[THE PROBLEM]:
Your answer should be the line that contains "like (7, 301)." and each line after it, restated word for word through the final line of the entries.

*** Opening of RECORDS SHOWN ***

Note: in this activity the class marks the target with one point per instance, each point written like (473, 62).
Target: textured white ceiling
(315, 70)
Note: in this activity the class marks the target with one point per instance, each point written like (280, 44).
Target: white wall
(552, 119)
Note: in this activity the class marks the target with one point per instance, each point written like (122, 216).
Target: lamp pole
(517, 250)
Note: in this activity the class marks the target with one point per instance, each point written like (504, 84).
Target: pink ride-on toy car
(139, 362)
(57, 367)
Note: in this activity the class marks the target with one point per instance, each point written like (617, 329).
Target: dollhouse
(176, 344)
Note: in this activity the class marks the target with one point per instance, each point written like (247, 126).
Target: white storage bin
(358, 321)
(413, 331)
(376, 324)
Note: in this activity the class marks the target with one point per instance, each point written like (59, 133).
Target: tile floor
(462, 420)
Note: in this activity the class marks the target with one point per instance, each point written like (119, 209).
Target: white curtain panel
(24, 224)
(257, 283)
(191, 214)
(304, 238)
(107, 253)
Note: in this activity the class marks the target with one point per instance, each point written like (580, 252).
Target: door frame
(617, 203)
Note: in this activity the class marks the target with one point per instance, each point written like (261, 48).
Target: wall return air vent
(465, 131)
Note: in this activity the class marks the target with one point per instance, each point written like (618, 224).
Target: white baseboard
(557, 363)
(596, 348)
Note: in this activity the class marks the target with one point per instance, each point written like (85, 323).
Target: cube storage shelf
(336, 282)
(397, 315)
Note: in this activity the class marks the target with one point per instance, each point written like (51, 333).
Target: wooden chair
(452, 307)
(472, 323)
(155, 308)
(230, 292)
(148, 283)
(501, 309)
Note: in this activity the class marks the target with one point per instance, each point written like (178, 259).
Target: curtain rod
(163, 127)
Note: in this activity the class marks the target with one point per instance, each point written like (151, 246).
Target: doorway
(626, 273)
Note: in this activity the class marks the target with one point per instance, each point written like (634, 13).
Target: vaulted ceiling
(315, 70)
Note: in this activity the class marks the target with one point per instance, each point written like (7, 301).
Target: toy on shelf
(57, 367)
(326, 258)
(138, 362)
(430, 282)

*** Close of RECORDS SHOWN ***

[REPLY TO THE EXERCISE]:
Note: in this activity the class marks the target with one point per instance, each point written like (7, 301).
Target: toy on shelf
(57, 367)
(326, 258)
(138, 362)
(430, 282)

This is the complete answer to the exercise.